**Brano di testo:**
_ _ _
Il cittadino egiziano, un uomo di 30 anni, aveva fatto domanda di riconoscimento di protezione internazionale al suo ingresso in Italia, a Pozzallo. La convalida del trattenimento era stata chiesta dalla questura di Ragusa. Ma il giudice Cupri, nella sua disamina, pone l’accento proprio sul recente pronunciamento della Suprema corte di Cassazione che con ordinanza interlocutoria «ha affermato il principio secondo cui il giudice ordinario ha il potere-dovere di esercitare il sindacato di legittimità della designazione da parte dell’autorità governativa di un certo paese di origine tra quelli sicuri, ove tale designazione contrasti in modo manifesto con la normativa europea vigente in materia, anche tenendo conto delle fonti istituzionali e qualificate di cui all’art. 37 della direttiva 2013/32, aggiornate al momento della decisione». Insomma, per il giudice siciliano è vero che la definizione dei Paesi sicuri spetta al governo, ma lui ha il potere di disapplicare la legge italiana in questione.
_ _ _
**Consegne:**
• a. Nel brano sul trattenimento, quale questura aveva chiesto la convalida del trattenimento?
• b. Scrivi tutti i nomi di luoghi geografici che compaiono nel brano sul trattenimento.
• c. Scrivi il seguito del brano sul trattenimento del cittadino egiziano, a partire dall'ultima frase riportata.
_ _ _
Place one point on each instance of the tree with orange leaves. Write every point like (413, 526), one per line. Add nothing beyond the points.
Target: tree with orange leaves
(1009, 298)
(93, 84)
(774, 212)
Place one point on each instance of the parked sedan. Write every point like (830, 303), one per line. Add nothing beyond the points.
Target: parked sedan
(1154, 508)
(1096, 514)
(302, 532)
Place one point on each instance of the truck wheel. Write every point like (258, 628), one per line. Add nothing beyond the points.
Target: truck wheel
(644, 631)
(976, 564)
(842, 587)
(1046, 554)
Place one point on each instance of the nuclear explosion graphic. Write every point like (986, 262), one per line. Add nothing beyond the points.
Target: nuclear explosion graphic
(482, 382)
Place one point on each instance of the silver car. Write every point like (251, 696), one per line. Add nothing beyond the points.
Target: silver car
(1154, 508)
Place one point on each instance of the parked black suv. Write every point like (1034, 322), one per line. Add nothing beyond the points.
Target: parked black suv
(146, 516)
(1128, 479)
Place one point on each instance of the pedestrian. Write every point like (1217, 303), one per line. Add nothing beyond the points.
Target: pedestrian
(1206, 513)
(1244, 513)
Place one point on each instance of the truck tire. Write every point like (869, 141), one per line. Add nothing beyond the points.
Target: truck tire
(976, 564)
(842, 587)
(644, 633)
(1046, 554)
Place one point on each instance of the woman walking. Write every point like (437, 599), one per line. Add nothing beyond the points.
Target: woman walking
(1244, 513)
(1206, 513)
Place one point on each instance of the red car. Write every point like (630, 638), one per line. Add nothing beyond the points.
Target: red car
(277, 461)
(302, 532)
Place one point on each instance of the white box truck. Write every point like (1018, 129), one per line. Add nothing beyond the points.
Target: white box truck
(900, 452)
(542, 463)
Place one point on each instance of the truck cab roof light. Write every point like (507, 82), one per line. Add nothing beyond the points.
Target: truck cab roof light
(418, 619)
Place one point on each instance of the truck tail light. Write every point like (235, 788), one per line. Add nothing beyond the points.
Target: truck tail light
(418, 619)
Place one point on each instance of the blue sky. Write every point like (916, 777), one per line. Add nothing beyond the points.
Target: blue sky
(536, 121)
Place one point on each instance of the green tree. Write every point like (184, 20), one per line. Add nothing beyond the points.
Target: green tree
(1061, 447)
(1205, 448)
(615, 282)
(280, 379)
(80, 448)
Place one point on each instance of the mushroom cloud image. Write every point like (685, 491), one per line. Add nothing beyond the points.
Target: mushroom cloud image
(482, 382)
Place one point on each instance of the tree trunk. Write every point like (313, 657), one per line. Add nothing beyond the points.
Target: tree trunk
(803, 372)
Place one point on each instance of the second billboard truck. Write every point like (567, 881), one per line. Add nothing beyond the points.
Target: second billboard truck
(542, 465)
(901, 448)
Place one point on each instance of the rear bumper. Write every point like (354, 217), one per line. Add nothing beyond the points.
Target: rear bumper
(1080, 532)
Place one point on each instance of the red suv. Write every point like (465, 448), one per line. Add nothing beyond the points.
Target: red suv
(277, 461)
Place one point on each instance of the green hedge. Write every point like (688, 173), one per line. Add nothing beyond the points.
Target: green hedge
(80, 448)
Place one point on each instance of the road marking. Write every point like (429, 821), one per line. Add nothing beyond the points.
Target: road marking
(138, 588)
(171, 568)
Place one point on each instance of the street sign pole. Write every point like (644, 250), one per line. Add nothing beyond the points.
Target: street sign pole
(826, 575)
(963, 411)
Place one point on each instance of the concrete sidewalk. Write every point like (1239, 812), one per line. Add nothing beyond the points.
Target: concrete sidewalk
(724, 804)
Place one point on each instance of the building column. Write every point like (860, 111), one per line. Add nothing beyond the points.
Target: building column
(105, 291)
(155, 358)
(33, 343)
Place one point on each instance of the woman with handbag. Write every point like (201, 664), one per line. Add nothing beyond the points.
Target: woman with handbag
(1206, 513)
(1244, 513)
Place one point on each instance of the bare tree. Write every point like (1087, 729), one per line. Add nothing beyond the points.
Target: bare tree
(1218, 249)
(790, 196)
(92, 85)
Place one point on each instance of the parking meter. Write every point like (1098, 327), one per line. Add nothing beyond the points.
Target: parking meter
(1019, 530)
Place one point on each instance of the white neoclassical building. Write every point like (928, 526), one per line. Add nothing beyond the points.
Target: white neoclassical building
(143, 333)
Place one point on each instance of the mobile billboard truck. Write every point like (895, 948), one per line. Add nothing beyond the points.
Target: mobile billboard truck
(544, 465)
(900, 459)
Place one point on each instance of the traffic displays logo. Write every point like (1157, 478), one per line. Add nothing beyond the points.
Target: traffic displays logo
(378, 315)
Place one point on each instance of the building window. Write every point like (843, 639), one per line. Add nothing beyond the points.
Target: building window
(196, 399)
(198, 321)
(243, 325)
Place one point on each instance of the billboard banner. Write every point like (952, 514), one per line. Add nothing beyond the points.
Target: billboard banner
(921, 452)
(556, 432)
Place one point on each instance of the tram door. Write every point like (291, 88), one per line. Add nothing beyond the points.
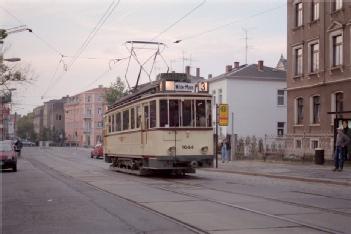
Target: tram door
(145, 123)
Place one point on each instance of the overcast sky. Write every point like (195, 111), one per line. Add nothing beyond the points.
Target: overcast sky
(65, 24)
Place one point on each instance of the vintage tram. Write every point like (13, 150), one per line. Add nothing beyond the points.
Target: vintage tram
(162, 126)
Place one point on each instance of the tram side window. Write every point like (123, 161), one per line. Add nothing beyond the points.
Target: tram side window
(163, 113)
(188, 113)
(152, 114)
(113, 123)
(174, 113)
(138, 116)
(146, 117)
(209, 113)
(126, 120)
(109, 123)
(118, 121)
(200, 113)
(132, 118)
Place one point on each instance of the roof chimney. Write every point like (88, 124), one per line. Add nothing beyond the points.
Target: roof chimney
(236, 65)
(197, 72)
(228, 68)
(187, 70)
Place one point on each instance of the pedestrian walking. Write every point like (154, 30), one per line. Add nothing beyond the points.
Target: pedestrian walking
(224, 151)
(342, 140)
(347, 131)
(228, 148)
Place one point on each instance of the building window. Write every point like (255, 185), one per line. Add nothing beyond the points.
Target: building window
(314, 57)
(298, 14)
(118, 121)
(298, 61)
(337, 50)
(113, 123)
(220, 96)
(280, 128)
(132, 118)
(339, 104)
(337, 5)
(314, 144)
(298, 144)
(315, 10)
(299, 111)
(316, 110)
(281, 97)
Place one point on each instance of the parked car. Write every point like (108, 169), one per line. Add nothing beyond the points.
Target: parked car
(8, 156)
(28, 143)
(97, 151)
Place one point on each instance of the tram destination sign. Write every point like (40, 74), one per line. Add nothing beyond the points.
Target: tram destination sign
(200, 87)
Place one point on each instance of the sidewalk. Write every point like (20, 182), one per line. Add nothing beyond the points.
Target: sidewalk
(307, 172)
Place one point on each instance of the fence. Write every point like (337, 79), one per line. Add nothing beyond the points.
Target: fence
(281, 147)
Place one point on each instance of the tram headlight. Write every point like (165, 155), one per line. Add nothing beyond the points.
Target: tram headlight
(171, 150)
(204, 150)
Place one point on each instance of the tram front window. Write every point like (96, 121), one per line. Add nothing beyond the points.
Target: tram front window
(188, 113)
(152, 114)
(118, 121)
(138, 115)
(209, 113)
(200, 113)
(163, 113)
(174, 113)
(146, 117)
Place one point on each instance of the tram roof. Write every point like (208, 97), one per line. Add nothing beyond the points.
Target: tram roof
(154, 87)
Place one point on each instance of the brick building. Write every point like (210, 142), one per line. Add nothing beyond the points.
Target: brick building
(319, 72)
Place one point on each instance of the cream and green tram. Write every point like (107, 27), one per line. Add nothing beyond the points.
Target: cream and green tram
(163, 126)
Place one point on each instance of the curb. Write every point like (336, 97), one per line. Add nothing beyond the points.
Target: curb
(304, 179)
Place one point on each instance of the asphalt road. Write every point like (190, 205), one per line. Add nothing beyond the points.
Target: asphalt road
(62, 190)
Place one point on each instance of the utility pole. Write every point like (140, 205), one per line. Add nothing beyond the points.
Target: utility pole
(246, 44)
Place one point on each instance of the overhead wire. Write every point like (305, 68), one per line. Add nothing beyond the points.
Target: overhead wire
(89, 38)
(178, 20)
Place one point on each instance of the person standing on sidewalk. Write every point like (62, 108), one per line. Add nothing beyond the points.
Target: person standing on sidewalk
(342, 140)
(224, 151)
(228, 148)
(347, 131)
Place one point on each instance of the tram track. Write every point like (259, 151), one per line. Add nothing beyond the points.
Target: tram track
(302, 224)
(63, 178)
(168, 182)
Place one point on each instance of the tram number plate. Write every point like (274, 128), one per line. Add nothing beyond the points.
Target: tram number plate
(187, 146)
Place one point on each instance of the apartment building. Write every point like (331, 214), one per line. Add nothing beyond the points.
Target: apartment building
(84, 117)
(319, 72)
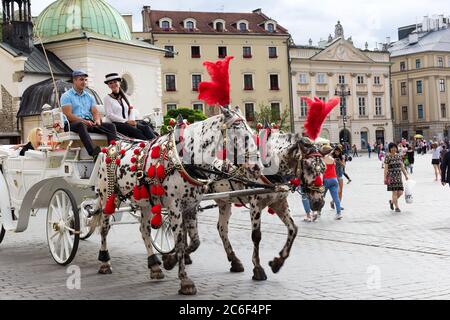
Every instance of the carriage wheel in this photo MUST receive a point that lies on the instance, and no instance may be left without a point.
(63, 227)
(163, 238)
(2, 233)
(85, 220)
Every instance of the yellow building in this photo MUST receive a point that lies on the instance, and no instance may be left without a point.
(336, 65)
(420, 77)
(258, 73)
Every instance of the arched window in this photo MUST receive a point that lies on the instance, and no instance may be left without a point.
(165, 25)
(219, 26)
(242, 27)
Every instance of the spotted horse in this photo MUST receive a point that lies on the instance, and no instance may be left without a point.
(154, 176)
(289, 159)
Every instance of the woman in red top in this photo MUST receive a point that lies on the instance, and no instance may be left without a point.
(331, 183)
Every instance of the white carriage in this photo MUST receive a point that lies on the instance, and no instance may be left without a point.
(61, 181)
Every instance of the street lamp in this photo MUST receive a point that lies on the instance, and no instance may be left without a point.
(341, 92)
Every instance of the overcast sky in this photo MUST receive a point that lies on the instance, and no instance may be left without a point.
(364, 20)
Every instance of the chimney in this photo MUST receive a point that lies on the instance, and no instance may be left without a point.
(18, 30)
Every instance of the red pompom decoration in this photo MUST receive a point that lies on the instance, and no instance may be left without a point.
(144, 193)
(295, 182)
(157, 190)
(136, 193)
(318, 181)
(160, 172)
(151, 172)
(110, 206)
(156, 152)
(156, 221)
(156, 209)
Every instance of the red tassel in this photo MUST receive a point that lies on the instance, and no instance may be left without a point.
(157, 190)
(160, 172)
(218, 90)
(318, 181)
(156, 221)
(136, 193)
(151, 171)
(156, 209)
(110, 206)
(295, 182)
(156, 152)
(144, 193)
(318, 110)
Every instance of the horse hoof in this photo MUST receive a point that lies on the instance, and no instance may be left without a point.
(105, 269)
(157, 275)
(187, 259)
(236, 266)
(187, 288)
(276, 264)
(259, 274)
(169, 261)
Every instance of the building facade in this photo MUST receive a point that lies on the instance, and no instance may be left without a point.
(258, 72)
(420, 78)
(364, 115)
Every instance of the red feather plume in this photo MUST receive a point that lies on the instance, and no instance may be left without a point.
_ _ _
**Risposte:**
• a. La questura di Ragusa.

• b. Italia, Pozzallo, Ragusa

• c.
 

 

Per farlo, Cupri esprime preoccupazione per denunce di arresti arbitrari, detenzioni illegali, maltrattamenti, sparizioni forzate, mancanza di garanzie processuali e del giusto processo in Egitto. E richiama il Comitato per i Diritti umani delle Nazioni Unite. secondo il quale le leggi penali sono utilizzate per reprimere l’attività degli utenti dei social media percepiti come critici nei confronti del regime e per criminalizzare attività connotate come «violazione della morale pubblica» e «minaccia dei valori familiari». La conclusione che ne consegue è che «facendo applicazione dei superiori principi, il giudice è tenuto ad operare una verifica di compatibilità della designazione con norme ad effetto diretto dell’Ue e tale verifica nel caso in esame non può che essere negativa e ciò tenuto conto delle "Coi" (Country of origin information del ministero degli Esteri, ndr) relative all’Egitto». Insomma, per il giudice la lista dei Paesi sicuri del ministero degli Esteri non sarebbe valida proprio a causa delle informazioni fornite dal ministero stesso. Evidentemente un paradosso.